■ TEXTABSCHNITT:
ÜBER TOTE solle man "nur Gutes sagen", war kürzlich in Anlehnung an das lateinische "De mortuis nil nisi bene" bei uns zu lesen, eine Version, die den Leser T. auf den Plan rief. Richtig übersetzt fordere dieser ursprünglich Chilon von Sparta, einem der Sieben Weisen, zugeordnete Spruch, dass man von den Toten nur gut reden solle, also in guter, schonender, wohlwollender Weise, aber nicht notwendig unter Anführung guter Taten. Das sei, fährt Herr T. fort, "ein himmel- oder auch höllenweiter Unterschied". Um einen Klassiker aus dieser Sphäre zu bemühen: Ein jüdischer Gauner wird gehängt, kann aber nicht begraben werden, ehe jemand gut von ihm gesprochen hat. Da geht der Rabbi zum Galgen, schaut hinauf und sagt: "Schön hängt er da." Der alte Chilon hätte seine Freude daran gehabt.

Der Band 'Zitate und Aussprüche' aus der Duden-Standardreihe. (Foto: ag.dpa)

Ein Datenblock:
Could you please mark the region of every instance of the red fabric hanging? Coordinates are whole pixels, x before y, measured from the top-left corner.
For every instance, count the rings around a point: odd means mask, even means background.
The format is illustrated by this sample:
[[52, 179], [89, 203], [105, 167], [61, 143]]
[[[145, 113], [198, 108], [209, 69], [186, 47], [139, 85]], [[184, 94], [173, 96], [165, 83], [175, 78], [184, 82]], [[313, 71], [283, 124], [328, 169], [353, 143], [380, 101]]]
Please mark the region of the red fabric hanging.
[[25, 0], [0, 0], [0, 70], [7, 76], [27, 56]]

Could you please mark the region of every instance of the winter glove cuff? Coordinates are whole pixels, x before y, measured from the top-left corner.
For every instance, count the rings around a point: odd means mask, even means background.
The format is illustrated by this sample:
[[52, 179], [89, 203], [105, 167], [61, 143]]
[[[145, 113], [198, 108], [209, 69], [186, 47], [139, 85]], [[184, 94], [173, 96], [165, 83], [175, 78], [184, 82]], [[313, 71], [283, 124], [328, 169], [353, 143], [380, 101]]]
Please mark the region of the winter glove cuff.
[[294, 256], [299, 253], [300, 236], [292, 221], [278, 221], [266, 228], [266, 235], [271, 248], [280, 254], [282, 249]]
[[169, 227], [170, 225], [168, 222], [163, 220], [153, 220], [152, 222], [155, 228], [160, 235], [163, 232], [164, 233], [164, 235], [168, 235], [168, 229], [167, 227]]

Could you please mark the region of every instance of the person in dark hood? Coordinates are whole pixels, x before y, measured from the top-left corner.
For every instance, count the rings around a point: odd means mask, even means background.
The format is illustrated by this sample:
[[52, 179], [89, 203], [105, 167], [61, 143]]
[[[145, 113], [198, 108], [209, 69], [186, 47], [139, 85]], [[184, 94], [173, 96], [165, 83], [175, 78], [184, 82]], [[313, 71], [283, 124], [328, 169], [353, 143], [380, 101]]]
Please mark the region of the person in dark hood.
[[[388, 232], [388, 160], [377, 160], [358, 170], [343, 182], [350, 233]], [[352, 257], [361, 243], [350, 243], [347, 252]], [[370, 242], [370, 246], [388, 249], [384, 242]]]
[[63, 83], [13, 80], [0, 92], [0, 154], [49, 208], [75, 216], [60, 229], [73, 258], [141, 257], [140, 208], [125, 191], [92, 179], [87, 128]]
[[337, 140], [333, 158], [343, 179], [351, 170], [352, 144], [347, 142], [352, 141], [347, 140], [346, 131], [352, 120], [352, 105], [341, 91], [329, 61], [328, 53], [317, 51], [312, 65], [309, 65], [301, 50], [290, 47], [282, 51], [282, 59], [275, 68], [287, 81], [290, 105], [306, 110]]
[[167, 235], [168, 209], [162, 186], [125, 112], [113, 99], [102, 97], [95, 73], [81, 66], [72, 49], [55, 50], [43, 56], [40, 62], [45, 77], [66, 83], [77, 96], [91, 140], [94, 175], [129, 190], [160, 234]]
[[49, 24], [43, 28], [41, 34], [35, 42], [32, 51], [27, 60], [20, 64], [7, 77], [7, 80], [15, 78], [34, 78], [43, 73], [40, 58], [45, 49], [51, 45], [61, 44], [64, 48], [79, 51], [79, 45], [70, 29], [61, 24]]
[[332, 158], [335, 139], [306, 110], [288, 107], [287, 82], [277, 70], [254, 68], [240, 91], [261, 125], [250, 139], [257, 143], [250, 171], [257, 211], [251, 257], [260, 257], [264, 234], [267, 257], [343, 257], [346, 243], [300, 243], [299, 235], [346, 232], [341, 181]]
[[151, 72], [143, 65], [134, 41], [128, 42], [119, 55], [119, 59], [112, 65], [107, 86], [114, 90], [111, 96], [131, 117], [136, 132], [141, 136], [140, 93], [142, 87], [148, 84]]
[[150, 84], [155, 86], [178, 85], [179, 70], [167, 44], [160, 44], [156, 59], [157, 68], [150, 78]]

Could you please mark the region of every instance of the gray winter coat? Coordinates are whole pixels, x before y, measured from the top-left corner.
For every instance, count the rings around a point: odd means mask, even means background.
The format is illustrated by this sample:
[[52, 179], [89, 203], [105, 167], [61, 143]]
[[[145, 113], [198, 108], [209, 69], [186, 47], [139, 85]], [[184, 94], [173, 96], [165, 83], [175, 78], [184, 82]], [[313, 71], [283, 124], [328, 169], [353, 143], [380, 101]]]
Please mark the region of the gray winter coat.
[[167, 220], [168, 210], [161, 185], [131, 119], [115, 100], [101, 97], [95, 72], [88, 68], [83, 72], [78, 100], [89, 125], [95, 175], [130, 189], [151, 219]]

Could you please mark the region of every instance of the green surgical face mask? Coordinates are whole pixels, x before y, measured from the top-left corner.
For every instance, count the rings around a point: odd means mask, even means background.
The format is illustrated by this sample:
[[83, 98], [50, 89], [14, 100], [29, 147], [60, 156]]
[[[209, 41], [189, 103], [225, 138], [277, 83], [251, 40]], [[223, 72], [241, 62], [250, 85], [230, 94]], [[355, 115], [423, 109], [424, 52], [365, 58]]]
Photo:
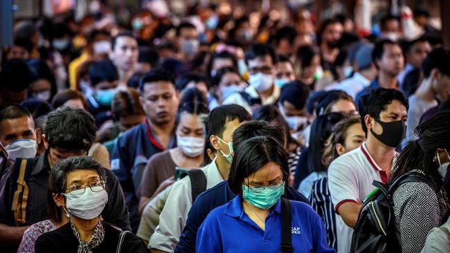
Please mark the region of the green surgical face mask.
[[242, 197], [256, 207], [269, 209], [285, 193], [285, 182], [271, 186], [249, 187], [242, 185]]
[[224, 153], [224, 151], [222, 151], [220, 149], [219, 149], [219, 151], [220, 151], [220, 153], [222, 153], [222, 156], [226, 158], [226, 160], [228, 161], [230, 163], [231, 163], [231, 162], [233, 162], [233, 142], [229, 142], [227, 143], [224, 140], [219, 138], [219, 136], [217, 137], [217, 139], [219, 139], [219, 140], [228, 145], [228, 149], [230, 149], [230, 153], [228, 155], [226, 155], [225, 153]]

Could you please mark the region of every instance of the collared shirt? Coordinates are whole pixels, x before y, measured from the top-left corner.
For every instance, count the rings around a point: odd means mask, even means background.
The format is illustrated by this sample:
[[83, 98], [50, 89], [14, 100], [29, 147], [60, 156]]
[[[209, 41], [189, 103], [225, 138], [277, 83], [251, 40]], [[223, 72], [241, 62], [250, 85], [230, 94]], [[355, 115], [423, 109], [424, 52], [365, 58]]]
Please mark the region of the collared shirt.
[[[183, 229], [175, 252], [195, 251], [197, 232], [208, 214], [213, 209], [231, 201], [235, 194], [230, 189], [228, 180], [219, 182], [214, 187], [199, 195], [189, 211], [186, 225]], [[308, 204], [308, 200], [292, 187], [287, 188], [286, 198]]]
[[[366, 142], [334, 160], [328, 168], [328, 187], [336, 213], [339, 214], [337, 209], [345, 203], [363, 201], [375, 189], [373, 180], [386, 182], [387, 174], [370, 156]], [[336, 225], [338, 252], [348, 252], [353, 229], [340, 215], [336, 216]]]
[[[174, 140], [173, 136], [172, 139]], [[171, 141], [168, 149], [174, 144], [174, 141]], [[114, 145], [111, 156], [111, 170], [123, 189], [133, 232], [139, 225], [138, 189], [144, 169], [152, 156], [163, 150], [147, 121], [125, 132]]]
[[369, 85], [370, 85], [370, 80], [359, 72], [355, 72], [353, 76], [342, 80], [340, 84], [334, 86], [332, 89], [343, 91], [354, 100], [357, 95]]
[[[47, 213], [47, 193], [51, 167], [48, 163], [48, 152], [33, 159], [33, 171], [27, 184], [28, 185], [28, 199], [26, 205], [26, 225], [35, 224], [48, 218]], [[12, 203], [12, 182], [11, 173], [14, 165], [5, 171], [8, 182], [6, 188], [0, 189], [0, 223], [10, 226], [15, 226], [14, 213], [11, 211]], [[108, 189], [108, 202], [102, 212], [103, 219], [123, 229], [129, 229], [128, 210], [125, 205], [123, 192], [117, 178], [109, 169], [105, 169]], [[3, 180], [2, 177], [2, 180]]]
[[[244, 212], [237, 196], [208, 215], [197, 238], [197, 252], [278, 252], [281, 243], [281, 200], [271, 209], [262, 230]], [[327, 245], [323, 223], [309, 205], [291, 202], [294, 252], [334, 252]]]
[[[224, 180], [215, 164], [215, 159], [200, 169], [206, 176], [206, 189]], [[159, 225], [150, 238], [148, 247], [172, 252], [178, 243], [192, 205], [190, 179], [186, 176], [174, 183], [159, 216]]]

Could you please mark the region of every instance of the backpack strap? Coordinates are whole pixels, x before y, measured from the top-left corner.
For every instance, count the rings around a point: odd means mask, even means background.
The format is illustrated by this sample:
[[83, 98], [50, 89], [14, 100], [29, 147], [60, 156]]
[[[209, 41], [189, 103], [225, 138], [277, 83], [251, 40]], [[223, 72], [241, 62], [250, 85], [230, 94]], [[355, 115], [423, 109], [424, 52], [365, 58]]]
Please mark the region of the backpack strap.
[[29, 190], [26, 182], [31, 174], [31, 159], [17, 158], [13, 167], [12, 182], [15, 180], [17, 186], [14, 187], [16, 191], [12, 197], [11, 210], [14, 212], [14, 218], [17, 225], [26, 224], [26, 204]]
[[192, 203], [197, 196], [206, 189], [206, 176], [201, 169], [192, 169], [183, 173], [181, 178], [188, 176], [190, 179], [190, 189], [192, 196]]
[[292, 247], [292, 231], [291, 229], [291, 203], [288, 199], [281, 198], [281, 253], [294, 252]]
[[131, 232], [128, 230], [124, 230], [120, 232], [120, 234], [119, 235], [119, 241], [117, 243], [117, 247], [116, 248], [116, 253], [120, 253], [120, 251], [122, 251], [122, 244], [123, 244], [123, 240], [127, 233]]

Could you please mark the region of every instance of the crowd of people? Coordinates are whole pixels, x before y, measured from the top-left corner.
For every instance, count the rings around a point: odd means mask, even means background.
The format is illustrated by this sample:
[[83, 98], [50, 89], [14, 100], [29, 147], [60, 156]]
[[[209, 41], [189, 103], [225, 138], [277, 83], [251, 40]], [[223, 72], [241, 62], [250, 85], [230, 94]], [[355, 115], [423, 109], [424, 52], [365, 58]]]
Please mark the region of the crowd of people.
[[374, 180], [415, 174], [384, 236], [450, 252], [450, 51], [426, 10], [362, 34], [96, 2], [18, 21], [2, 54], [0, 251], [348, 253]]

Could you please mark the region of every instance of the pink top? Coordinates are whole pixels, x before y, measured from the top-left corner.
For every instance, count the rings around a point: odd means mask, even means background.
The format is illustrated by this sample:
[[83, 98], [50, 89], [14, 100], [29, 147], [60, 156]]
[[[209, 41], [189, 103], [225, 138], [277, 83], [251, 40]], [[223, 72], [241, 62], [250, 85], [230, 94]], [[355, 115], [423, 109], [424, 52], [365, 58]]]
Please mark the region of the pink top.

■ AUFGABEN:
1. Wem wird der lateinische Spruch über die Toten im Textabschnitt ursprünglich zugeordnet?
2. Prüfe, ob die folgenden Aussagen mit dem Textabschnitt übereinstimmen, und antworte jeweils mit Ja oder Nein samt den entscheidenden Worten des Textabschnitts:
(a) Nach Auffassung des Lesers T. verlangt der Spruch, über Tote ausschließlich ihre guten Taten zu nennen.
(b) Der Rabbi sagt am Galgen: „Schön hängt er da.“
(c) Der gehängte Gauner darf begraben werden, bevor jemand gut von ihm gesprochen hat.
3. Gib aus dem Textabschnitt die Stelle wortgetreu wieder: Beginne bei den Worten „ÜBER TOTE solle“ und höre nach „Duden-Standardreihe. (Foto: ag.dpa)“ auf.

■ LÖSUNGEN:
1. Chilon von Sparta, einem der Sieben Weisen.

2.
(a) Nein: „aber nicht notwendig unter Anführung guter Taten“
(b) Ja: „Da geht der Rabbi zum Galgen, schaut hinauf und sagt: "Schön hängt er da."“
(c) Nein: „kann aber nicht begraben werden, ehe jemand gut von ihm gesprochen hat“

3.
ÜBER TOTE solle man "nur Gutes sagen", war kürzlich in Anlehnung an das lateinische "De mortuis nil nisi bene" bei uns zu lesen, eine Version, die den Leser T. auf den Plan rief. Richtig übersetzt fordere dieser ursprünglich Chilon von Sparta, einem der Sieben Weisen, zugeordnete Spruch, dass man von den Toten nur gut reden solle, also in guter, schonender, wohlwollender Weise, aber nicht notwendig unter Anführung guter Taten. Das sei, fährt Herr T. fort, "ein himmel- oder auch höllenweiter Unterschied". Um einen Klassiker aus dieser Sphäre zu bemühen: Ein jüdischer Gauner wird gehängt, kann aber nicht begraben werden, ehe jemand gut von ihm gesprochen hat. Da geht der Rabbi zum Galgen, schaut hinauf und sagt: "Schön hängt er da." Der alte Chilon hätte seine Freude daran gehabt.

Der Band 'Zitate und Aussprüche' aus der Duden-Standardreihe. (Foto: ag.dpa)